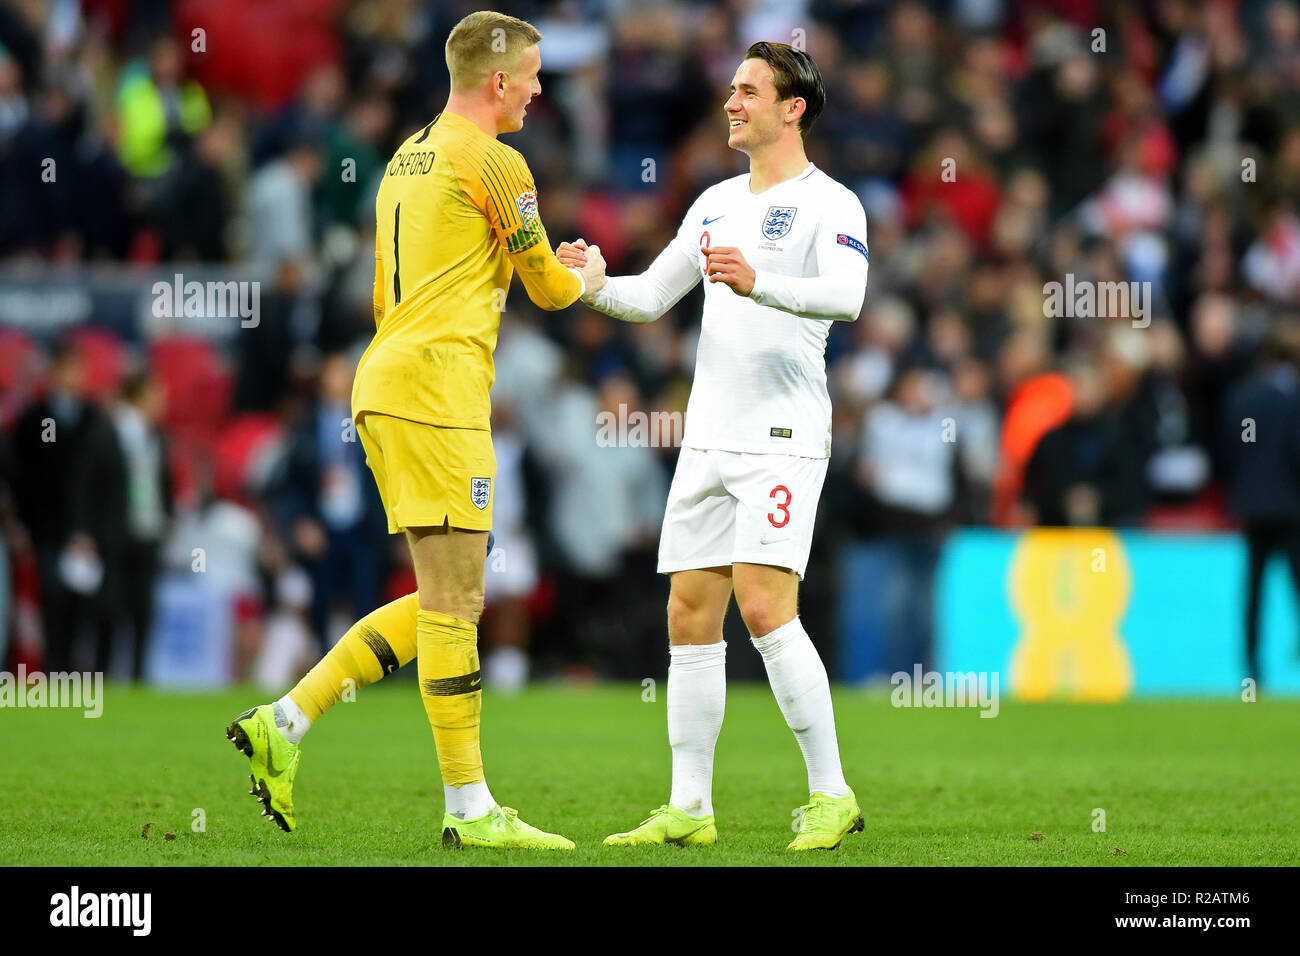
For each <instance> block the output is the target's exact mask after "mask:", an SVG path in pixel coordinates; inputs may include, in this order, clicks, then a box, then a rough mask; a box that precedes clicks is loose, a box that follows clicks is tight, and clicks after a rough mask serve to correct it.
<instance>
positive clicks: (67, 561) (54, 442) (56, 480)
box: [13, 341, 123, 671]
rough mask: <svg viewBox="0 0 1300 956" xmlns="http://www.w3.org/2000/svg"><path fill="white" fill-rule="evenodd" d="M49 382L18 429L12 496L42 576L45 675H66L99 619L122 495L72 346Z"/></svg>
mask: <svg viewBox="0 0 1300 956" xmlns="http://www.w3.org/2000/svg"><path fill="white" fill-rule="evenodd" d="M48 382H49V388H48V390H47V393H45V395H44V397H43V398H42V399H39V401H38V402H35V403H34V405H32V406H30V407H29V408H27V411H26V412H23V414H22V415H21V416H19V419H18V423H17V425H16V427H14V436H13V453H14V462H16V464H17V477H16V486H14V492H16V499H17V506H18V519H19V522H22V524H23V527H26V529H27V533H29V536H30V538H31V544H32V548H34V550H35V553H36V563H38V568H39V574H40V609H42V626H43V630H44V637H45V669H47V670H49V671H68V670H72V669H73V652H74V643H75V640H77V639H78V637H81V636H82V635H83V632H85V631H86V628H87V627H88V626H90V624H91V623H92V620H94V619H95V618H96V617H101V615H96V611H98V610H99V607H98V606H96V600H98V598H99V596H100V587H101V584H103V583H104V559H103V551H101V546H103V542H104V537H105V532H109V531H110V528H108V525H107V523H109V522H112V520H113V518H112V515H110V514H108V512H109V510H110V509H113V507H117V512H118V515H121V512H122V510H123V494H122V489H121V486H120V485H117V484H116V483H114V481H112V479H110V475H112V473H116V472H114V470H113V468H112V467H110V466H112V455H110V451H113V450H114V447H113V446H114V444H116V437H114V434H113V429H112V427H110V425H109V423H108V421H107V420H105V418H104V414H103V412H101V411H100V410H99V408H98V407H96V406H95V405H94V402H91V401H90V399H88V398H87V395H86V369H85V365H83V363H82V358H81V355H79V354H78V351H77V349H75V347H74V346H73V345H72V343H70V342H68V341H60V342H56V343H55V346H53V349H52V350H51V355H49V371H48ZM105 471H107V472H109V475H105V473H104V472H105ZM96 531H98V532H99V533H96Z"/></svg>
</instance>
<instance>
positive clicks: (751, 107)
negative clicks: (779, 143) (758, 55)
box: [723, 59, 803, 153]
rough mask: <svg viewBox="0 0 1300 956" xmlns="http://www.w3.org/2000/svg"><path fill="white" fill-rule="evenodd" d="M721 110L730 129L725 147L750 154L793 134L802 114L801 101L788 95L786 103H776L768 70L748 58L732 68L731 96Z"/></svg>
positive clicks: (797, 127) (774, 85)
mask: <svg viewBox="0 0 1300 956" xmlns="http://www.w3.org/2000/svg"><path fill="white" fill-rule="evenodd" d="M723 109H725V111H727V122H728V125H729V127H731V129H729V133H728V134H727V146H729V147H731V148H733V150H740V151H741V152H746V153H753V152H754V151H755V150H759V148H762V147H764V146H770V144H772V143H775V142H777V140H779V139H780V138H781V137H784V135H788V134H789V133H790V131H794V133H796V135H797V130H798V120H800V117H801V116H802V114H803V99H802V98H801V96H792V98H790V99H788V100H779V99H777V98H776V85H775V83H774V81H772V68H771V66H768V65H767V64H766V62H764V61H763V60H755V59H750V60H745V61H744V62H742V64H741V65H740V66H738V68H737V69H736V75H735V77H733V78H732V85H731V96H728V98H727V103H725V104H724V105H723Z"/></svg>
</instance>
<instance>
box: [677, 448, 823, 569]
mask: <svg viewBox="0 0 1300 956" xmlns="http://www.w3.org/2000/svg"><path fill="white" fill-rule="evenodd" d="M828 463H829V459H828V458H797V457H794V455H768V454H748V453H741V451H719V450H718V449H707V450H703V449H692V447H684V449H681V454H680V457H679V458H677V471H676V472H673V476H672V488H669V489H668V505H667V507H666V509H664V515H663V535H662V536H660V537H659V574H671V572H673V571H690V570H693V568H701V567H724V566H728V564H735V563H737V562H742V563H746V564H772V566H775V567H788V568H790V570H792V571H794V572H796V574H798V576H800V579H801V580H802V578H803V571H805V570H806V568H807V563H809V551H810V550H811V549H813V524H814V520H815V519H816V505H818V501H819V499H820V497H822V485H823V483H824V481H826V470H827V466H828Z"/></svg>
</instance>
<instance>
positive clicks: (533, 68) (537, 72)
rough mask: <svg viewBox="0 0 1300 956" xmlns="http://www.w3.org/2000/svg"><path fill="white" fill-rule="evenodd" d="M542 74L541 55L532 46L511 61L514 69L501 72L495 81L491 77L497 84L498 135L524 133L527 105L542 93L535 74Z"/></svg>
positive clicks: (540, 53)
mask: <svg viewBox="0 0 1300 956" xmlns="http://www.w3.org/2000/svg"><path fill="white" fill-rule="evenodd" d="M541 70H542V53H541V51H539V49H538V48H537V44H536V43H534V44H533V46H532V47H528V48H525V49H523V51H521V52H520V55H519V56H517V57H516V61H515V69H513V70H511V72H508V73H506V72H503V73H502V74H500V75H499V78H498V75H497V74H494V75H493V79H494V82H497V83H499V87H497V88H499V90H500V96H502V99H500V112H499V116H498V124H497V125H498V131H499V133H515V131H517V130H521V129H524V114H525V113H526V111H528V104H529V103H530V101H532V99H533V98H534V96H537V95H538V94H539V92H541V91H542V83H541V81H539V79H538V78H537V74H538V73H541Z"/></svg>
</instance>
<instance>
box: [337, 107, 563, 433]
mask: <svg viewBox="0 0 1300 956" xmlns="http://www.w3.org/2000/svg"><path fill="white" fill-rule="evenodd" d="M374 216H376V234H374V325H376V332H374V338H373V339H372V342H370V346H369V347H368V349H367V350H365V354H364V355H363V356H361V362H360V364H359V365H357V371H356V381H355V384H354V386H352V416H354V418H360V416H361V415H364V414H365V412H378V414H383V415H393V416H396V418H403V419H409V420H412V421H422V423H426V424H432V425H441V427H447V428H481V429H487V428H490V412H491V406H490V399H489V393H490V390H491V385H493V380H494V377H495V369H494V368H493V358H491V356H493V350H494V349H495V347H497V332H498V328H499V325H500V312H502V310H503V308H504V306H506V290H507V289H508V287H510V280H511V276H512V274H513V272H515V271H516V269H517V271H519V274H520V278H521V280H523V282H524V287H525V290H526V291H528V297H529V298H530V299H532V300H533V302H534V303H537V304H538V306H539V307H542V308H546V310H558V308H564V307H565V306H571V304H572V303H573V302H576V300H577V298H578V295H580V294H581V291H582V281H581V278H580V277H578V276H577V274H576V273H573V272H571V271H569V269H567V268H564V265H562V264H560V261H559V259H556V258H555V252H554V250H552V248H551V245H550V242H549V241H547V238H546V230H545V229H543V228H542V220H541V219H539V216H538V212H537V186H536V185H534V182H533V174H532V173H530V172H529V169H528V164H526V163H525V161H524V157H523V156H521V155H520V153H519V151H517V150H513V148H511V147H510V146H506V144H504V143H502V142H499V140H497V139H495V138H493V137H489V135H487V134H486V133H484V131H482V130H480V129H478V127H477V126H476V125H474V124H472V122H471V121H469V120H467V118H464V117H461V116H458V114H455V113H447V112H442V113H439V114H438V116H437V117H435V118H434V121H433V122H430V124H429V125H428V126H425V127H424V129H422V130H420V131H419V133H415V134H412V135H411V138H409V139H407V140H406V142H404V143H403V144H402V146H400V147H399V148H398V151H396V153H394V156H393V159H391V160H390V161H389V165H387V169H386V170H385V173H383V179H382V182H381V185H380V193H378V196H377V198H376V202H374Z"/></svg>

============================================================

**Task requirements**
What is needed here is an exact repetition of the listing above, pictures excluded.

**Result**
For each <instance> block the output is the target's exact mask after "mask:", an SVG path in pixel coordinates; inputs may include, in this order, clicks, then a box, then a rough mask; a box that precedes clicks is loose, a box that follows clicks is tight, and clicks after a rough mask serve to correct it.
<instance>
positive clicks: (67, 561) (54, 442) (56, 480)
box: [13, 341, 123, 671]
rough mask: <svg viewBox="0 0 1300 956" xmlns="http://www.w3.org/2000/svg"><path fill="white" fill-rule="evenodd" d="M49 382L18 429L12 496L42 576L45 675H66L99 619L122 495L72 346Z"/></svg>
mask: <svg viewBox="0 0 1300 956" xmlns="http://www.w3.org/2000/svg"><path fill="white" fill-rule="evenodd" d="M48 382H49V388H48V390H47V393H45V395H44V397H43V398H42V399H39V401H38V402H35V403H34V405H32V406H30V407H29V408H27V411H26V412H23V414H22V415H21V416H19V419H18V423H17V425H16V427H14V436H13V453H14V462H16V464H17V477H16V486H14V492H16V499H17V506H18V519H19V522H22V524H23V527H26V529H27V533H29V536H30V538H31V544H32V548H34V550H35V553H36V563H38V568H39V574H40V609H42V626H43V630H44V637H45V669H47V670H49V671H68V670H72V669H73V652H74V643H75V640H77V639H78V637H81V636H82V635H83V632H85V631H86V628H87V627H88V626H90V624H91V623H92V620H94V619H95V618H96V617H101V615H96V611H98V610H99V607H98V606H96V600H98V598H99V596H100V587H101V584H103V583H104V559H103V551H101V546H103V542H104V537H105V532H109V531H110V528H108V525H107V523H109V522H112V520H113V518H112V515H110V514H108V512H109V510H110V509H113V507H117V512H118V515H121V512H122V510H123V494H122V489H121V486H120V485H117V484H116V483H114V481H112V479H110V475H112V473H116V472H114V470H113V468H112V467H110V466H112V455H110V451H113V450H114V447H113V446H114V444H116V437H114V434H113V429H112V427H110V425H109V423H108V421H107V420H105V418H104V414H103V412H101V411H100V410H99V408H98V407H96V406H95V405H94V402H91V401H90V399H88V398H87V395H86V369H85V365H83V363H82V358H81V355H79V354H78V351H77V349H75V347H74V346H73V345H72V343H70V342H68V341H60V342H56V343H55V346H53V349H52V350H51V355H49V371H48ZM105 471H107V472H109V475H105V473H104V472H105ZM96 531H98V532H99V533H96Z"/></svg>
</instance>
<instance>
positive clicks: (751, 107)
negative clicks: (779, 143) (758, 55)
box: [723, 59, 803, 153]
rough mask: <svg viewBox="0 0 1300 956" xmlns="http://www.w3.org/2000/svg"><path fill="white" fill-rule="evenodd" d="M721 110L730 129L725 147L750 154L793 134L802 114L801 101L788 95L786 103H776L768 70L748 58L732 68L731 96Z"/></svg>
positive clicks: (797, 127) (774, 85)
mask: <svg viewBox="0 0 1300 956" xmlns="http://www.w3.org/2000/svg"><path fill="white" fill-rule="evenodd" d="M723 109H725V111H727V122H728V125H729V127H731V129H729V133H728V134H727V146H729V147H731V148H733V150H740V151H741V152H746V153H753V152H754V151H755V150H759V148H762V147H764V146H770V144H772V143H775V142H777V140H779V139H780V138H781V137H784V135H788V134H789V133H790V131H794V133H796V135H797V130H798V120H800V117H801V116H802V114H803V99H802V98H801V96H792V98H790V99H788V100H779V99H777V98H776V85H775V83H774V81H772V68H771V66H768V65H767V64H766V62H764V61H763V60H755V59H750V60H745V61H744V62H742V64H741V65H740V66H738V68H737V69H736V75H735V77H733V78H732V85H731V96H728V98H727V103H725V104H724V105H723Z"/></svg>
</instance>
<instance>
box: [677, 448, 823, 569]
mask: <svg viewBox="0 0 1300 956" xmlns="http://www.w3.org/2000/svg"><path fill="white" fill-rule="evenodd" d="M828 463H829V459H828V458H797V457H794V455H768V454H748V453H741V451H719V450H718V449H707V450H703V449H692V447H684V449H681V454H680V457H679V458H677V471H676V472H673V476H672V488H669V489H668V505H667V507H666V509H664V515H663V535H662V536H660V537H659V574H671V572H673V571H690V570H693V568H701V567H724V566H728V564H735V563H737V562H742V563H746V564H772V566H775V567H788V568H790V570H792V571H794V572H796V574H798V576H800V579H801V580H802V578H803V571H805V570H806V568H807V563H809V551H810V550H811V549H813V524H814V520H815V519H816V505H818V501H819V499H820V497H822V485H823V483H824V481H826V470H827V466H828Z"/></svg>
</instance>
<instance>
positive clicks: (533, 68) (537, 72)
rough mask: <svg viewBox="0 0 1300 956" xmlns="http://www.w3.org/2000/svg"><path fill="white" fill-rule="evenodd" d="M542 74L541 55L532 46L511 61L514 69L501 72L495 81L491 77L497 84L498 135L524 133L527 105L542 93L535 74Z"/></svg>
positive clicks: (540, 53)
mask: <svg viewBox="0 0 1300 956" xmlns="http://www.w3.org/2000/svg"><path fill="white" fill-rule="evenodd" d="M541 70H542V53H541V51H539V49H538V48H537V44H536V43H534V44H533V46H532V47H528V48H525V49H523V51H521V52H520V55H519V56H517V57H516V61H515V69H513V70H511V72H508V73H506V72H503V73H502V74H500V75H499V78H498V75H497V74H494V75H493V79H494V82H497V83H499V87H497V88H499V90H500V96H502V99H500V112H499V116H498V124H497V125H498V131H499V133H515V131H517V130H521V129H524V114H525V113H526V111H528V104H529V103H530V101H532V99H533V98H534V96H537V95H538V94H539V92H541V91H542V83H541V81H539V79H538V78H537V74H538V73H541Z"/></svg>
</instance>
<instance>
box: [337, 107, 563, 433]
mask: <svg viewBox="0 0 1300 956" xmlns="http://www.w3.org/2000/svg"><path fill="white" fill-rule="evenodd" d="M374 216H376V234H374V325H376V332H374V338H373V339H372V342H370V346H369V347H368V349H367V350H365V354H364V355H363V356H361V362H360V364H359V365H357V371H356V381H355V384H354V386H352V416H354V418H360V416H361V415H364V414H365V412H378V414H383V415H393V416H396V418H403V419H409V420H412V421H422V423H426V424H432V425H441V427H447V428H481V429H487V428H490V412H491V406H490V399H489V393H490V390H491V385H493V380H494V377H495V369H494V368H493V358H491V356H493V350H494V349H495V347H497V332H498V328H499V325H500V312H502V310H503V308H504V306H506V290H507V289H508V287H510V280H511V276H512V274H513V272H515V271H516V269H517V271H519V274H520V278H521V280H523V282H524V287H525V290H526V291H528V297H529V298H530V299H532V300H533V302H534V303H537V304H538V306H539V307H542V308H546V310H558V308H564V307H565V306H571V304H572V303H573V302H576V300H577V298H578V295H580V294H581V291H582V281H581V278H580V277H578V276H577V274H576V273H573V272H571V271H569V269H567V268H564V265H562V264H560V261H559V259H556V258H555V252H554V250H552V248H551V245H550V242H549V241H547V238H546V230H545V229H543V228H542V220H541V219H539V216H538V212H537V186H536V185H534V182H533V174H532V173H530V172H529V169H528V164H526V163H525V161H524V157H523V156H521V155H520V153H519V151H517V150H513V148H511V147H510V146H506V144H504V143H502V142H499V140H497V139H495V138H493V137H489V135H487V134H486V133H484V131H482V130H480V129H478V127H477V126H476V125H474V124H472V122H471V121H469V120H467V118H464V117H461V116H458V114H455V113H447V112H442V113H439V114H438V116H437V117H435V118H434V121H433V122H430V124H429V125H428V126H425V127H424V129H422V130H420V131H419V133H415V134H412V135H411V138H409V139H407V140H406V142H404V143H403V144H402V146H400V147H399V148H398V151H396V153H394V156H393V159H391V160H390V161H389V165H387V169H386V170H385V173H383V179H382V182H381V185H380V193H378V196H377V198H376V202H374Z"/></svg>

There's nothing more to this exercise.